** SUPPLIED ENTRIES follows **

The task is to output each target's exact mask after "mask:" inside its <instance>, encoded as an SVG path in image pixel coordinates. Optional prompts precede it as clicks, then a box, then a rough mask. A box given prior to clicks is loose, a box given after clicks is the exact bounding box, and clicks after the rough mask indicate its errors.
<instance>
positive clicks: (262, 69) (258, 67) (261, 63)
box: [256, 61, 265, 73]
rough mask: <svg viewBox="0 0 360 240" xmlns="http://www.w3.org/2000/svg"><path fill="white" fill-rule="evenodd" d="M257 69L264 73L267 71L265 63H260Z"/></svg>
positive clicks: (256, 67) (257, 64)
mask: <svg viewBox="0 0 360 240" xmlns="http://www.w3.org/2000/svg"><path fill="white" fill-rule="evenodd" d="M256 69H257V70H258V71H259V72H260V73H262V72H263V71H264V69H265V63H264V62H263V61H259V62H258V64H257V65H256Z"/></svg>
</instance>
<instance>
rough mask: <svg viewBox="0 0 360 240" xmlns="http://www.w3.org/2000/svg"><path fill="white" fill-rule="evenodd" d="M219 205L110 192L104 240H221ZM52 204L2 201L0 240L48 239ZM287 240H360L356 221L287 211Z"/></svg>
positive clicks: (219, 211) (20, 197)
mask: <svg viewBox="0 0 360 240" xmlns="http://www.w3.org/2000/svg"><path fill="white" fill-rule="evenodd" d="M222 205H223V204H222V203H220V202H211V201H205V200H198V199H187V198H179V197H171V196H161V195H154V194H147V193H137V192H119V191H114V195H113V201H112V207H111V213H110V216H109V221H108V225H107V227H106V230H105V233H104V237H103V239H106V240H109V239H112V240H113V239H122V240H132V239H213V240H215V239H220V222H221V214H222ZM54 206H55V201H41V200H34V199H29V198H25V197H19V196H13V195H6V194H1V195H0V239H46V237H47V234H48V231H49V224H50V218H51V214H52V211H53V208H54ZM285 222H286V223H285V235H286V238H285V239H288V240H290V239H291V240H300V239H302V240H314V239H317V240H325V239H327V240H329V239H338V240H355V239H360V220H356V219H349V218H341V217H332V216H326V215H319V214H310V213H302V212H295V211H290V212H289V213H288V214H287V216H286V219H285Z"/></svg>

** End of SUPPLIED ENTRIES **

All of the lines above must be returned exactly as they stand.

The task is to output each target's exact mask after "mask:" inside its <instance>, encoded as an SVG path in image pixel coordinates. Optional prompts precede it as clicks, then a box, then a rough mask. A box given prior to clicks is loose, a box given after clicks is the exact bounding box, and clicks after the rough mask indicate its errors.
<instance>
positive clicks: (262, 69) (258, 67) (261, 63)
box: [256, 61, 265, 73]
rough mask: <svg viewBox="0 0 360 240" xmlns="http://www.w3.org/2000/svg"><path fill="white" fill-rule="evenodd" d="M257 69L264 73L267 71L265 63H260Z"/></svg>
positive clicks: (256, 67) (257, 64)
mask: <svg viewBox="0 0 360 240" xmlns="http://www.w3.org/2000/svg"><path fill="white" fill-rule="evenodd" d="M256 69H257V70H258V71H259V72H260V73H262V72H263V71H264V69H265V63H264V62H263V61H259V62H258V64H257V65H256Z"/></svg>
</instance>
<instance>
rough mask: <svg viewBox="0 0 360 240" xmlns="http://www.w3.org/2000/svg"><path fill="white" fill-rule="evenodd" d="M219 205L110 192L104 240H221ZM52 204L2 201L0 240L48 239ZM287 240H360L356 221L287 211Z"/></svg>
positive clicks: (219, 211) (20, 197)
mask: <svg viewBox="0 0 360 240" xmlns="http://www.w3.org/2000/svg"><path fill="white" fill-rule="evenodd" d="M222 205H223V204H222V203H220V202H211V201H205V200H198V199H187V198H179V197H171V196H161V195H154V194H147V193H137V192H119V191H114V195H113V201H112V207H111V213H110V216H109V221H108V225H107V227H106V230H105V233H104V237H103V239H106V240H109V239H112V240H113V239H122V240H132V239H213V240H215V239H220V222H221V214H222ZM54 206H55V201H41V200H34V199H29V198H25V197H19V196H13V195H6V194H1V195H0V239H46V237H47V234H48V231H49V224H50V218H51V214H52V211H53V208H54ZM285 222H286V223H285V235H286V238H285V239H288V240H290V239H291V240H300V239H302V240H314V239H317V240H325V239H327V240H329V239H338V240H355V239H360V220H356V219H349V218H341V217H332V216H326V215H319V214H310V213H302V212H295V211H290V212H289V213H288V214H287V216H286V219H285Z"/></svg>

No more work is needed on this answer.